START
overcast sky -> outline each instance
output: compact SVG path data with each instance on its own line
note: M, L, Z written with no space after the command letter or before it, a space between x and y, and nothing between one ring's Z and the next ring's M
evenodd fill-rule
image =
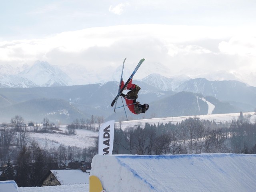
M256 74L255 0L2 2L0 65L97 68L127 57L132 68L142 58L170 67L170 76Z

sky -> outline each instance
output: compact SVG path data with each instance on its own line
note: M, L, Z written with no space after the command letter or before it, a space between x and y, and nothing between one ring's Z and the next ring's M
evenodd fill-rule
M254 0L3 1L0 66L40 60L97 70L127 57L132 67L145 58L166 76L256 75L256 7Z

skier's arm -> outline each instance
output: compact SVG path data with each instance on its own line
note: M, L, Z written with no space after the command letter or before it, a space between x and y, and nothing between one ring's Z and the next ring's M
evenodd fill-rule
M136 103L134 104L134 112L137 114L140 114L142 111L142 108L140 107L140 102L137 102Z

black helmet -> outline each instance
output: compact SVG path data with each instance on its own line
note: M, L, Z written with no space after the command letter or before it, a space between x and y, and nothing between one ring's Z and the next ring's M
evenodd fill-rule
M142 113L145 113L146 112L146 111L148 109L149 106L148 105L148 104L144 103L142 105Z

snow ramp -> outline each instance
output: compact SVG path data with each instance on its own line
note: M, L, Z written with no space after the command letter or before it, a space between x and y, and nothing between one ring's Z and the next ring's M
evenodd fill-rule
M92 167L106 192L256 192L254 154L97 155Z

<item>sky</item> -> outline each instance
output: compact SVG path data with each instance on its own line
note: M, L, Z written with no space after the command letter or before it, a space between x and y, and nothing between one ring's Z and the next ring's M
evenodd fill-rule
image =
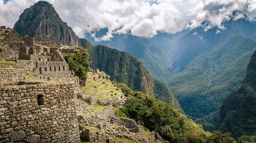
M256 19L256 0L46 0L77 35L90 33L96 41L109 41L114 34L151 37L158 32L175 34L192 29L207 20L205 30L229 20L234 10ZM13 28L23 10L38 0L4 0L0 2L0 25ZM244 18L241 14L236 19ZM95 32L108 30L100 37Z

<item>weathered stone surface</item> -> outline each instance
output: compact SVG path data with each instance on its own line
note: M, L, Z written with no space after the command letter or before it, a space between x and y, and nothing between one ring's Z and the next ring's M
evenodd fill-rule
M37 143L40 141L40 136L38 135L29 136L27 138L27 142L29 143Z
M16 142L20 141L25 138L26 135L24 131L20 131L10 133L9 134L9 136L11 141Z
M31 130L32 131L37 131L40 129L40 126L39 124L36 124L32 125L31 126Z
M72 87L30 81L0 85L0 98L6 101L0 105L0 143L80 143Z

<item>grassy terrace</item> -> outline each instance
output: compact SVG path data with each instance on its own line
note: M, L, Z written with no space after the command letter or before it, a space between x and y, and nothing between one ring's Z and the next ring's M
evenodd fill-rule
M128 139L128 138L121 138L120 137L116 137L116 140L117 141L121 141L123 142L125 142L125 143L134 143L135 142L134 142L134 141Z
M101 111L105 109L106 107L107 106L102 105L95 106L92 108L92 110L94 112Z

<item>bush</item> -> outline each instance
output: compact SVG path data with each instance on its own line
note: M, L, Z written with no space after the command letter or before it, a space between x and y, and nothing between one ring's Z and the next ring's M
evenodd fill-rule
M69 64L69 69L74 71L76 76L82 79L86 78L90 65L89 53L87 50L80 48L73 53L64 55L64 58Z

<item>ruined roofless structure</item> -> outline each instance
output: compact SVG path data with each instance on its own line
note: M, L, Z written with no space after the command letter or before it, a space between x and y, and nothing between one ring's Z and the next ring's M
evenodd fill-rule
M80 142L79 80L63 46L0 27L0 143Z

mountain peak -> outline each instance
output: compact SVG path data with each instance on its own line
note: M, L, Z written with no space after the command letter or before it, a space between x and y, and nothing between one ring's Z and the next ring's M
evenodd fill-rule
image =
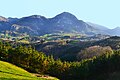
M30 18L45 18L44 16L41 16L41 15L31 15L29 17Z
M68 18L68 19L77 19L76 16L74 16L73 14L69 13L69 12L63 12L60 13L58 15L56 15L55 17L57 18Z

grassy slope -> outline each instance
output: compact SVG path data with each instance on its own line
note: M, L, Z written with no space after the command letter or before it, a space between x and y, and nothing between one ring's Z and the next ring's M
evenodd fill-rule
M0 80L46 80L46 79L38 78L17 66L14 66L7 62L0 61Z

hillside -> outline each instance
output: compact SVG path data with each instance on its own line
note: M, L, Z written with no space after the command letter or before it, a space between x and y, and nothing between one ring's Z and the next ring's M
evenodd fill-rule
M0 80L47 80L38 78L33 74L10 63L0 61Z
M88 23L83 20L79 20L75 15L69 12L60 13L53 18L46 18L41 15L31 15L22 18L5 18L0 16L0 33L8 33L12 36L24 33L32 36L41 36L53 33L85 35L120 34L118 28L108 29L98 24Z

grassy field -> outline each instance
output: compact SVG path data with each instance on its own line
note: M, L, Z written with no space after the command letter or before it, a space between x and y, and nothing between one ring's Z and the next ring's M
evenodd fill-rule
M0 80L53 80L53 79L36 77L35 75L15 65L0 61Z

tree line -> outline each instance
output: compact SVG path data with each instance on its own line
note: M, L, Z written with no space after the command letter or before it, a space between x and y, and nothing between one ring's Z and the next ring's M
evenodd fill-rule
M15 64L29 72L48 74L62 80L106 80L110 73L120 71L119 50L112 53L106 51L105 54L99 52L99 56L85 56L85 59L80 61L66 62L54 59L52 55L46 56L31 46L13 48L7 43L0 43L0 60Z

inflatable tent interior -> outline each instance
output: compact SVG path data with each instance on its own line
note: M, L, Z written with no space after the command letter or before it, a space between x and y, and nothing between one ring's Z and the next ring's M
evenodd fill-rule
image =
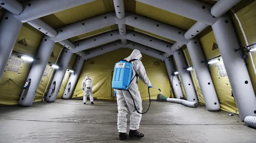
M256 1L0 6L0 142L120 142L114 68L136 49L153 88L139 75L145 136L126 141L255 142Z

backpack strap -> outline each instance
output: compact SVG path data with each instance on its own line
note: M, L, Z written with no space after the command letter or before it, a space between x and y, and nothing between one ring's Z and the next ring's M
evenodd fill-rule
M133 62L134 61L136 61L136 60L138 60L137 59L132 59L130 60L129 62L129 63L130 63L132 62Z
M128 62L129 62L129 63L131 63L132 62L134 61L136 61L136 60L138 60L138 59L132 59L130 60L130 61L128 61ZM134 76L134 77L133 77L133 78L131 80L131 81L132 81L132 80L133 80L133 79L134 79L134 78L135 77L135 76L136 76L136 78L137 78L137 79L136 79L136 84L138 84L138 75L137 75L137 73L135 74L135 76Z

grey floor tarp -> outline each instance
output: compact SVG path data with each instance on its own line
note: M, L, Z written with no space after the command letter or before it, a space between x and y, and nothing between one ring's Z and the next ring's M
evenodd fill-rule
M58 100L29 107L0 107L0 142L256 142L256 130L238 122L236 115L154 101L142 116L139 130L144 138L121 141L116 102L95 101L84 105L82 100ZM144 110L148 103L143 102Z

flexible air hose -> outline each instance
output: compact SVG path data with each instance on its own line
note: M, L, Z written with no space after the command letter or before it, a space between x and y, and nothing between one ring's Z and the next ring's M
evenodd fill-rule
M197 107L197 103L194 102L190 102L183 99L168 98L166 99L167 102L175 103L181 104L189 107L196 108Z
M256 129L256 117L246 116L245 118L245 123L247 126Z

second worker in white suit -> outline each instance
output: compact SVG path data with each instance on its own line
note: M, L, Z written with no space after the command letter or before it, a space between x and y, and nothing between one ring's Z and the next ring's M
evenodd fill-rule
M91 104L94 104L93 102L93 97L92 96L92 80L89 78L89 76L86 76L85 78L82 82L82 89L84 91L83 102L84 104L86 104L87 100L87 94L89 94Z

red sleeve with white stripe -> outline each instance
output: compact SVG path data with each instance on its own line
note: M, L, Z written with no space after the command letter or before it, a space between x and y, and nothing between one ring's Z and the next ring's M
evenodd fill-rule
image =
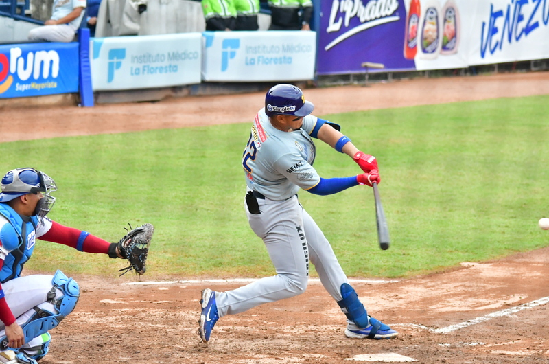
END
Return the entire listing above verbatim, leaving out the pictures.

overcast sky -> outline each instance
output: compact SVG path data with each instance on its own line
note: M, L, Z written with no space after the command letter or before it, a space between x and y, and nothing between one ring's Z and the next ring's M
evenodd fill-rule
image =
M256 74L255 0L2 2L0 65L97 68L127 57L132 68L142 58L170 67L170 76Z

sky -> outline each instance
output: compact SVG path data with each instance on its own line
note: M, L, Z written with no space after the command letter or before it, a space between x and y, and nothing between one ring's Z and the next ring's M
evenodd fill-rule
M254 0L3 1L0 66L40 60L97 70L127 57L132 67L145 58L166 76L256 75L256 7Z

skier's arm -> outline each instance
output: compact SVG path data with each instance on its own line
note: M, L, Z written with no space after the command letter or before it, a space between x and y, and nothing between one ring's Z and the next ring's M
evenodd fill-rule
M136 103L134 104L134 112L137 114L140 114L142 111L142 108L140 107L140 102L137 102Z

black helmet -> outline each instance
output: compact SVG path data with each instance on its own line
note: M, L, Z written with no space after the command letter or before it, a space between x and y, and nothing between one ring's Z and the next ring's M
evenodd fill-rule
M142 113L145 113L146 112L146 111L148 109L149 106L148 105L148 104L144 103L142 105Z

snow ramp -> outline each instance
output: compact SVG path data with each instance on its own line
note: M, L, Z written with no space after the command letter or before it, a space between x and y, and nothing between one ring's Z and the next ring's M
evenodd fill-rule
M92 167L106 192L256 192L254 154L97 155Z

<item>sky</item> -> outline each instance
output: compact SVG path data with each instance on its own line
note: M, L, Z written with no space after the command letter or before it, a space between x and y, and nothing between one ring's Z and the next ring's M
evenodd fill-rule
image =
M256 19L256 0L46 0L77 35L90 33L96 41L109 41L114 34L151 37L158 32L175 34L192 29L207 20L205 30L229 20L234 10ZM13 28L23 10L38 0L4 0L0 2L0 25ZM244 18L241 14L236 19ZM95 32L108 30L100 37Z

<item>weathered stone surface</item> -> outline each instance
output: compact SVG path data with each instance on its own line
note: M, L, Z written with no space after the command letter or before it, a space between x and y, and nothing between one ring's Z and the next ring's M
evenodd fill-rule
M37 143L40 141L40 136L38 135L29 136L27 138L27 142L29 143Z
M16 142L20 141L25 138L26 135L24 131L20 131L10 133L9 134L9 136L11 141Z
M31 130L32 131L37 131L40 129L40 126L39 124L36 124L32 125L31 126Z
M72 87L30 81L0 85L0 98L6 101L0 105L0 143L80 143Z

<item>grassy terrace</item> -> outline each instance
output: compact SVG path data with each instance on its own line
note: M, L, Z written with no space after the command letter or before it, a space between x and y, and nothing between one ring's Z and the next ring's M
evenodd fill-rule
M128 139L128 138L121 138L120 137L116 137L116 140L117 141L121 141L123 142L125 142L125 143L134 143L135 142L134 142L134 141Z
M101 111L105 109L106 107L107 106L102 105L95 106L92 108L92 110L94 112Z

<item>bush</item> -> outline each instance
output: compact SVG path data with each instance on its own line
note: M, L, Z written with no space after the command letter or before it, a space between x and y, and nothing between one ring's Z and the next ring's M
evenodd fill-rule
M69 64L69 69L74 71L76 76L82 79L86 78L90 65L89 53L87 50L80 48L73 53L64 55L64 58Z

<item>ruined roofless structure</item> -> outline each instance
output: compact SVG path data with each instance on its own line
note: M, L, Z written with no space after the command letter or before it, a space between x and y, and nothing between one ring's Z and the next ring's M
evenodd fill-rule
M80 142L79 80L63 46L0 27L0 143Z

mountain peak -> outline each instance
output: compact SVG path data with each instance on its own line
note: M, L, Z written with no space after the command letter or before it, a space between x and y, and nothing between one ring's Z and the next ring's M
evenodd fill-rule
image =
M30 18L45 18L44 16L41 16L41 15L31 15L29 17Z
M68 18L68 19L77 19L76 16L74 16L73 14L69 13L69 12L63 12L60 13L58 15L56 15L55 17L57 18Z

grassy slope -> outline each instance
output: compact SVG path data with each instance on its own line
note: M, L, Z written with no space after the command letter or before it, a space between x and y, and nothing between one ring's Z and the next ring's M
evenodd fill-rule
M0 80L46 80L46 79L38 78L17 66L14 66L7 62L0 61Z

hillside -> outline each instance
output: compact SVG path data with each instance on its own line
note: M, L, Z written with no space after the command letter or before it, a space between x and y, and nothing between one ring's Z and the next ring's M
evenodd fill-rule
M0 80L47 80L38 78L33 74L10 63L0 61Z
M88 23L83 20L79 20L75 15L69 12L60 13L53 18L46 18L41 15L31 15L22 18L5 18L0 16L0 33L8 33L12 36L24 33L32 36L41 36L53 33L85 35L120 34L118 28L108 29L98 24Z

grassy field -> outline each instance
output: compact SVG path data with each instance on its own line
note: M, L, Z written with no space after the command letter or before it, a space between x and y, and nothing between one ring's Z and the next ring's M
evenodd fill-rule
M0 80L53 80L53 79L36 77L35 75L15 65L0 61Z

tree line -> outline each instance
output: compact SVG path data with each instance on its own line
note: M, L, Z written with no space after the command letter or before it, a space between x and y, and nothing between one ring's Z and the next ring's M
evenodd fill-rule
M15 64L29 72L48 74L62 80L106 80L110 73L120 71L119 50L112 53L106 51L105 54L99 52L99 56L85 56L85 59L80 61L66 62L54 59L52 55L46 56L31 46L13 48L7 43L0 43L0 60Z

inflatable tent interior -> outline each instance
output: compact SVG path data with each instance on its own line
note: M, L, Z written with no space after the command letter or before it, a space between x and y, and nothing between one ring's Z and the next ring's M
evenodd fill-rule
image =
M256 1L0 6L0 142L120 142L114 68L136 49L153 88L139 75L145 136L126 141L255 142Z

backpack strap -> outline each instance
output: compact SVG path data with each instance on its own line
note: M, L, Z written with no space after the command letter or before it, a space between x and y, and nothing between one ring's Z and the next ring's M
evenodd fill-rule
M133 62L134 61L136 61L136 60L138 60L137 59L132 59L130 60L129 62L129 63L130 63L132 62Z
M128 62L129 62L129 63L131 63L132 62L134 61L136 61L136 60L138 60L138 59L132 59L130 60L130 61L128 61ZM134 76L134 77L133 77L133 78L131 80L131 81L132 81L132 80L133 80L133 79L134 79L134 78L135 77L135 76L136 76L136 78L137 78L137 79L136 79L136 84L138 84L138 75L137 75L137 73L135 74L135 76Z

grey floor tarp -> outline each instance
output: compact SVG path data with each instance on its own line
note: M, L, Z written with no space after the command letter or before it, a space between x and y, and nothing between one ring's Z and the next ring's M
evenodd fill-rule
M58 100L29 107L0 107L0 142L256 142L256 130L238 122L236 115L154 101L142 116L139 130L144 138L121 141L116 102L95 101L84 105L82 100ZM144 110L148 103L143 102Z

flexible air hose -> outline each instance
output: compact SVG path data with each instance on its own line
note: M, L, Z written with no space after the command letter or before it, a space between x and y, and nothing between one ring's Z and the next ring's M
evenodd fill-rule
M197 107L197 103L194 102L190 102L183 99L168 98L166 99L167 102L175 103L181 104L189 107L196 108Z
M256 129L256 117L246 116L245 118L245 123L247 126Z

second worker in white suit -> outline each instance
output: compact SVG path data with each instance on its own line
note: M, L, Z written with no space after the command letter or before it, a space between x and y, and nothing between one ring's Z and the next ring's M
evenodd fill-rule
M91 104L94 104L93 102L93 97L92 96L92 80L89 78L89 76L86 76L85 78L82 82L82 89L84 91L83 102L84 104L86 104L87 100L87 94L89 94Z

red sleeve with white stripe -> outline each instance
output: compact SVG path data with each instance on its own line
note: M, L, Z written with no space after the command letter or before it, a space between x and y, and nothing between one ring's Z and the next ring's M
evenodd fill-rule
image =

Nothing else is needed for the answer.